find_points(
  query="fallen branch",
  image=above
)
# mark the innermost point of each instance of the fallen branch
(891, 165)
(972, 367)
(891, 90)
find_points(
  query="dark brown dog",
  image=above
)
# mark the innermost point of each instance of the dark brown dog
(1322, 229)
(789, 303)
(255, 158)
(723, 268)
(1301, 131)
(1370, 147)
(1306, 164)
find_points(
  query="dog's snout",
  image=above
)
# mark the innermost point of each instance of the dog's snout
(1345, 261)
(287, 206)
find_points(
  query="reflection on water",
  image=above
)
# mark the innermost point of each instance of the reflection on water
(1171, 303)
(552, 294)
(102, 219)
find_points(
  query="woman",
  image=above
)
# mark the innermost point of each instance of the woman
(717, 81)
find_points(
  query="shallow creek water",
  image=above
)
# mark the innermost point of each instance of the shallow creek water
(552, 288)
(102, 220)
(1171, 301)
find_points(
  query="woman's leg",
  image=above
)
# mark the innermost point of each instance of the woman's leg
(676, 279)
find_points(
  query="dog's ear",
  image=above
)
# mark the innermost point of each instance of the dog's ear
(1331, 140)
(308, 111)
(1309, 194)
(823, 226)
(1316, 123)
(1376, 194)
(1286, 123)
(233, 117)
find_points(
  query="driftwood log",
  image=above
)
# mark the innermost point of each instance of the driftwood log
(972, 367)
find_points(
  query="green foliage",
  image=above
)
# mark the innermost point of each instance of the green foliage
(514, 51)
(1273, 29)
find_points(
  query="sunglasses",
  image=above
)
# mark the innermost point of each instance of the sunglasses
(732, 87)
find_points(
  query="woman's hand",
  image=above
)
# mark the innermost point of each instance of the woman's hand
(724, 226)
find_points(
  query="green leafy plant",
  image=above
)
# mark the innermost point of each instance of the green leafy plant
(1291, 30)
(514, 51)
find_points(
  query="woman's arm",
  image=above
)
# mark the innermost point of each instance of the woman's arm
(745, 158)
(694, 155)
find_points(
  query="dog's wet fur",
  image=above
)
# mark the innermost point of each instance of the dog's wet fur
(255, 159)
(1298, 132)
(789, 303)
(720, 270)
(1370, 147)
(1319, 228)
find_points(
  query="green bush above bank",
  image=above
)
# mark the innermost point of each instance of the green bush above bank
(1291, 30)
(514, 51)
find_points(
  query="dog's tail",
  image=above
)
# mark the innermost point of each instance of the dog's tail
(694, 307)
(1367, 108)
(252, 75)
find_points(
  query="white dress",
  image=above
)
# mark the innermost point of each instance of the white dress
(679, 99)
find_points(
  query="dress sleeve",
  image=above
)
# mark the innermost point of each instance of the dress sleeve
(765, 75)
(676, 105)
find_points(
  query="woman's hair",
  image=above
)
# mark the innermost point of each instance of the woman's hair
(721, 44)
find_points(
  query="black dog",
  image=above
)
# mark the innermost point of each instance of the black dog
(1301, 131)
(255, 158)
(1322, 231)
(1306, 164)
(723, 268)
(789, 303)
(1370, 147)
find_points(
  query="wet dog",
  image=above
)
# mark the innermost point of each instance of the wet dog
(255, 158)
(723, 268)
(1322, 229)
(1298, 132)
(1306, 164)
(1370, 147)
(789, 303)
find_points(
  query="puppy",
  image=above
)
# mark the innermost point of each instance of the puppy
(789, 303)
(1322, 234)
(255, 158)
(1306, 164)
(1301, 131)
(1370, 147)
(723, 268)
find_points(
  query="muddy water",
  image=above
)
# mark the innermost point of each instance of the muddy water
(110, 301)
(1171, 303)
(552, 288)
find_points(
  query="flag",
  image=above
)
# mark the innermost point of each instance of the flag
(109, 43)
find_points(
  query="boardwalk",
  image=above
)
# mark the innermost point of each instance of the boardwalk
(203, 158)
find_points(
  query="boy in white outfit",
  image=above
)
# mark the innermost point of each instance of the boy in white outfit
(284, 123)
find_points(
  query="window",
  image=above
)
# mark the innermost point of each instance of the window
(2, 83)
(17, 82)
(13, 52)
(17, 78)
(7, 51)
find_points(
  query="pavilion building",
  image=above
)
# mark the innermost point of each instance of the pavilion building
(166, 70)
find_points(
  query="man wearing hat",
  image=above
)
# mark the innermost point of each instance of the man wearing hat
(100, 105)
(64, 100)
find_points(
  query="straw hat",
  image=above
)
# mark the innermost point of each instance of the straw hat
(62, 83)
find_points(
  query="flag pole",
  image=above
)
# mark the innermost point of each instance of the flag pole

+--

Count the lines in the data above that contain the string "boardwalk". Reply with that number alone.

2